*Raw records*

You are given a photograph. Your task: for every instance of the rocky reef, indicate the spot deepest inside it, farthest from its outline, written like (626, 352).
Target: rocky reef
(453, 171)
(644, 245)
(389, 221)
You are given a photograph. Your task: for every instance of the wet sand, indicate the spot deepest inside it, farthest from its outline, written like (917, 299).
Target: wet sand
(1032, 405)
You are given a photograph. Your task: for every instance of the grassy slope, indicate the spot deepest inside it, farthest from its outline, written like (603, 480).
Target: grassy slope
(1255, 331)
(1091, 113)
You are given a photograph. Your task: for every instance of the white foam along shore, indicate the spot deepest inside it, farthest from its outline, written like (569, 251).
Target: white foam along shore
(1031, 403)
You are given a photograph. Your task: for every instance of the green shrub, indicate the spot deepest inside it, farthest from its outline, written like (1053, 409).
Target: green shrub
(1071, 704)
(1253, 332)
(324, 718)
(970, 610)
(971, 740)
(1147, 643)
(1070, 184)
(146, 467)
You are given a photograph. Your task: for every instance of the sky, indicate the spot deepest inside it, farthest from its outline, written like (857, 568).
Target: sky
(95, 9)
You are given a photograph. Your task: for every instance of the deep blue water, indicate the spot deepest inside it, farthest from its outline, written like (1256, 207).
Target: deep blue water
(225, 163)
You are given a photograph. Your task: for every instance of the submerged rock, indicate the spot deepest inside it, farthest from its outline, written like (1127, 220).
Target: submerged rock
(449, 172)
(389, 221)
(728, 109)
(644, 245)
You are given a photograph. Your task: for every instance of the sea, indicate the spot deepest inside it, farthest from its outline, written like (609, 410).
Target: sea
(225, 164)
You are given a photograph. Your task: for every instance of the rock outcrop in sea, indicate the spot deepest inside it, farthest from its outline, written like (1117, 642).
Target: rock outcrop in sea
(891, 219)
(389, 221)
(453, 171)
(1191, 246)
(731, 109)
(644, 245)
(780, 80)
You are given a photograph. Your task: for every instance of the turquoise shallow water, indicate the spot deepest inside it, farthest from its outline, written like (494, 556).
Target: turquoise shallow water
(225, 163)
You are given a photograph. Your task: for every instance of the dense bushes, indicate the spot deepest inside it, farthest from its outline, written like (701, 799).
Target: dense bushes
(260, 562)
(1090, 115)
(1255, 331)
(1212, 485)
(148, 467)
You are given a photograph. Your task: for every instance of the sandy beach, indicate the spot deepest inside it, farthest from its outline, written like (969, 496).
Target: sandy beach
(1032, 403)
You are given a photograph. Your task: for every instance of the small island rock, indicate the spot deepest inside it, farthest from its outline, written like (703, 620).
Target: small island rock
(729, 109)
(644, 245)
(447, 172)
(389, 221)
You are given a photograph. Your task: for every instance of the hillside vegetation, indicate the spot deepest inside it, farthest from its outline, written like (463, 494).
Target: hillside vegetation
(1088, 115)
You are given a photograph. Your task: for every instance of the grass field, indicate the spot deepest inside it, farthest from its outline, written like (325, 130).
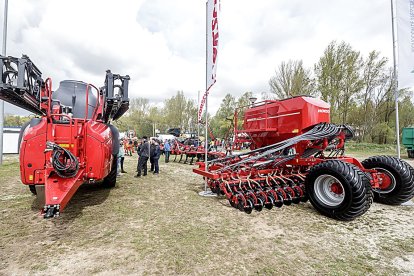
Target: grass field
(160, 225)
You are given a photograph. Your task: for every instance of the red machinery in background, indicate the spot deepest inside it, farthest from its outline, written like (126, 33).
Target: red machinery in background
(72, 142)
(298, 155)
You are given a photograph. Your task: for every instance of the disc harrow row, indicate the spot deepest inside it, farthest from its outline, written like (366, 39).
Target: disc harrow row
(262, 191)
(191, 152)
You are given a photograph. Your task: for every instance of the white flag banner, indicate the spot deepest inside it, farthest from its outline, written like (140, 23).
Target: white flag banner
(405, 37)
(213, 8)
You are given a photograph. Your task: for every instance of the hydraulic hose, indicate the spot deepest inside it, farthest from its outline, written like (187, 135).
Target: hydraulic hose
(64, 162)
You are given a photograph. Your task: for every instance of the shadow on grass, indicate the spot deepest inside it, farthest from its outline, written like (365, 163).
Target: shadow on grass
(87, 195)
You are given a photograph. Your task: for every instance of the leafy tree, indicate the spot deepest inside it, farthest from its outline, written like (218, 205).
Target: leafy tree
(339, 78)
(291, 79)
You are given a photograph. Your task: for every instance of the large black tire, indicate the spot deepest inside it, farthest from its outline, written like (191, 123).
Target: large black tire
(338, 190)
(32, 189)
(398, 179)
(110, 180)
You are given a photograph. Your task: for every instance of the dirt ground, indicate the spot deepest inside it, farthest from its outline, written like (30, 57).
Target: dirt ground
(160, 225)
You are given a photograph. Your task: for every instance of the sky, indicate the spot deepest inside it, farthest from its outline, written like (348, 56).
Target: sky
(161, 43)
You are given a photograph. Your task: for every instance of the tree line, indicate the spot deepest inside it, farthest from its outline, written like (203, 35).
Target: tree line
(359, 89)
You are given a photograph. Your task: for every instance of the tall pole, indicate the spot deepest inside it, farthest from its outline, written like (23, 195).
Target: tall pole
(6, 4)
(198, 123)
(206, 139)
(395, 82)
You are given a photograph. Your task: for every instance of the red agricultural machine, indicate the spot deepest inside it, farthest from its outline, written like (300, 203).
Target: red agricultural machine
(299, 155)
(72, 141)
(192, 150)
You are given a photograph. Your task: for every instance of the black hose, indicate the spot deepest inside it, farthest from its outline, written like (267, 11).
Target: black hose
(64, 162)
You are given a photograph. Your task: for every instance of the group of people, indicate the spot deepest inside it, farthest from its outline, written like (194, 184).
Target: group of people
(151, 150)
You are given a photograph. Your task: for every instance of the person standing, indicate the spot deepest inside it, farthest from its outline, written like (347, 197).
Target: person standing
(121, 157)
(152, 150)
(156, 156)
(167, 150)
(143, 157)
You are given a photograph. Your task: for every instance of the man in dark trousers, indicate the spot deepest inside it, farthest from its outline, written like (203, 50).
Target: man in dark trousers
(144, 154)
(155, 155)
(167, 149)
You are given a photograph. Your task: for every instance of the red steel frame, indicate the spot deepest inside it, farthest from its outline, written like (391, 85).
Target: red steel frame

---

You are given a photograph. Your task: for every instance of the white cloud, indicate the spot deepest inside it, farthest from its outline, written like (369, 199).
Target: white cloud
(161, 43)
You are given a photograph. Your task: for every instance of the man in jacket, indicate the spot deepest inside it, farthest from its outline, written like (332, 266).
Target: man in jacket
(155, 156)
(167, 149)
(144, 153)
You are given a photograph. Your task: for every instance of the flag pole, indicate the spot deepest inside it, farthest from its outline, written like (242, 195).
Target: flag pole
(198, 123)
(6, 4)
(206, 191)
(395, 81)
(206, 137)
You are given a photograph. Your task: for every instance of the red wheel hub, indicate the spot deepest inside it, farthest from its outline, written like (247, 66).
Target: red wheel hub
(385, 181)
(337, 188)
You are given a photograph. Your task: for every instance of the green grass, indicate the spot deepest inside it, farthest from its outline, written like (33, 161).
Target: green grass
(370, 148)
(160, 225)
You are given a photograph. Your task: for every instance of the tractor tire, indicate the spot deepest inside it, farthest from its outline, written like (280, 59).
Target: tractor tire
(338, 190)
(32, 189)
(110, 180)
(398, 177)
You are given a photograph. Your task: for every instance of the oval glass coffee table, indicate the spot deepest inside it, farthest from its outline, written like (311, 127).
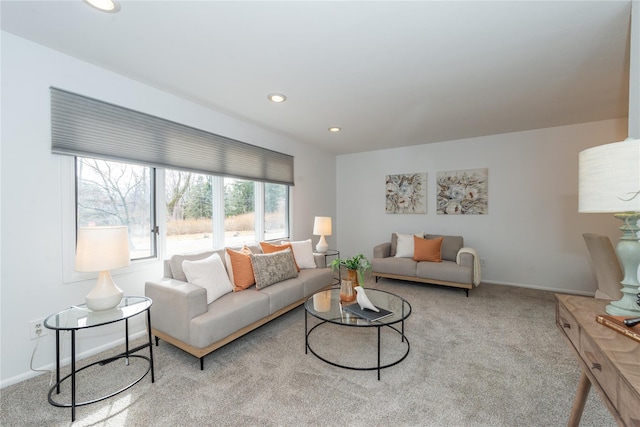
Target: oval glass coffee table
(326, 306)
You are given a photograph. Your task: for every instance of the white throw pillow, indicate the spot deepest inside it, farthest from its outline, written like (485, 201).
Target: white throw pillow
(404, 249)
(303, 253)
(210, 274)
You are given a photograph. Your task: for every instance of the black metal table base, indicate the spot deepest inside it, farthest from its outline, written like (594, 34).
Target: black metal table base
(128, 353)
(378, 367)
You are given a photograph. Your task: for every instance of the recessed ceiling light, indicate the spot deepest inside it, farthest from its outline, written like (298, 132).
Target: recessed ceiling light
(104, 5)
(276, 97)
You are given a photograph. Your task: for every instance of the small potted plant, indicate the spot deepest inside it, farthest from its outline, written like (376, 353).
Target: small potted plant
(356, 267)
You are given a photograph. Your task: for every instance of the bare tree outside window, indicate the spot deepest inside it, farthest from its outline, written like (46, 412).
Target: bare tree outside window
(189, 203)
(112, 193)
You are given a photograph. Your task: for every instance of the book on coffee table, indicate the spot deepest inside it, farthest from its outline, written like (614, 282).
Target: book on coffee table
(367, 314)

--

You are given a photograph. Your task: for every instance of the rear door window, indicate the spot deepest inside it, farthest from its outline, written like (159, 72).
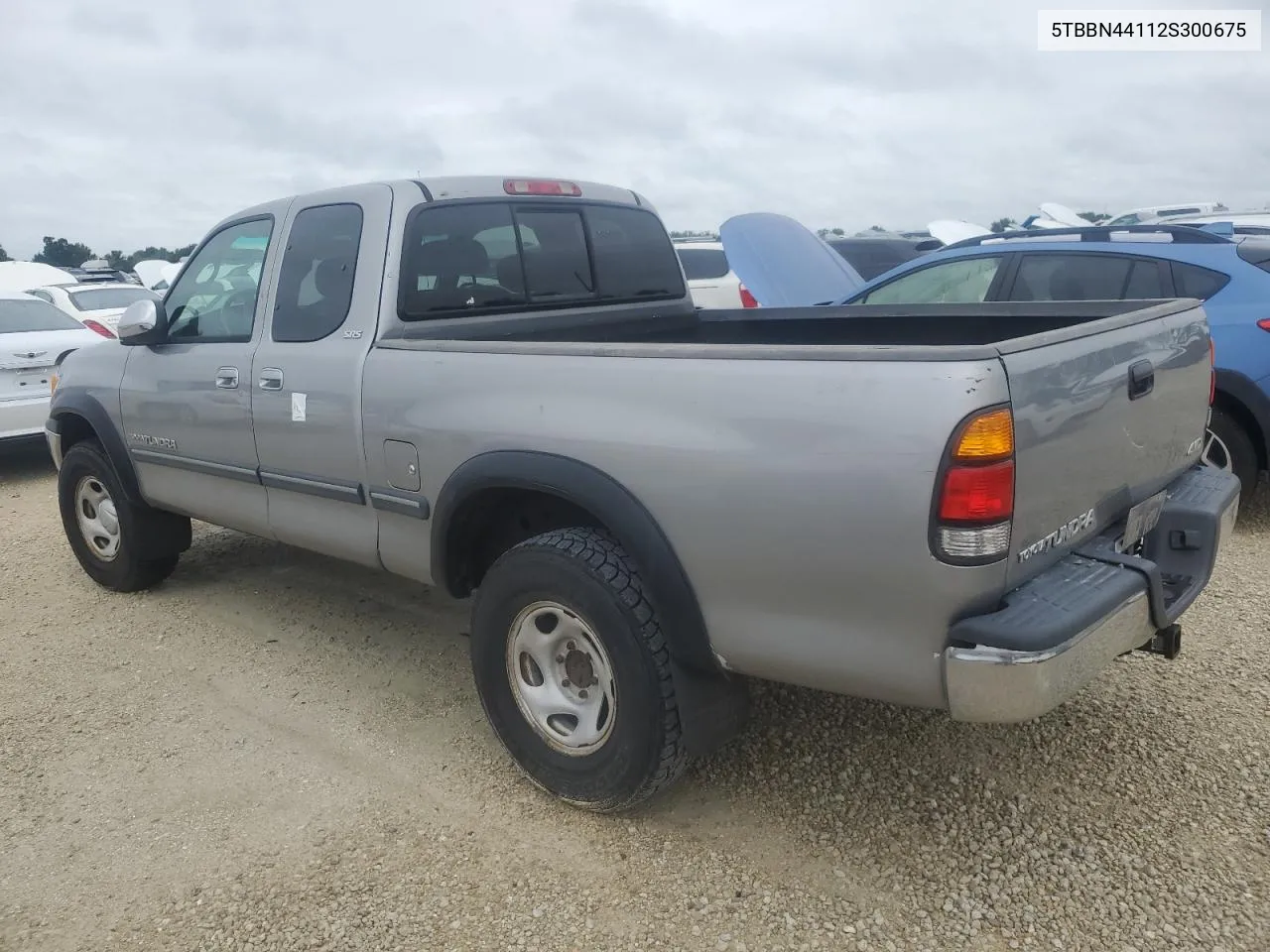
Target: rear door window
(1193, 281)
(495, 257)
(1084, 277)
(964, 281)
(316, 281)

*Work to do*
Collect every line above that contains the word "blue" and copy each one out in full.

*Written solution*
You are given a photograph. Your task: for every instance of the deep blue water, indicate the spot deepest inside it, farthest from its outline, written like (1256, 207).
Target: deep blue water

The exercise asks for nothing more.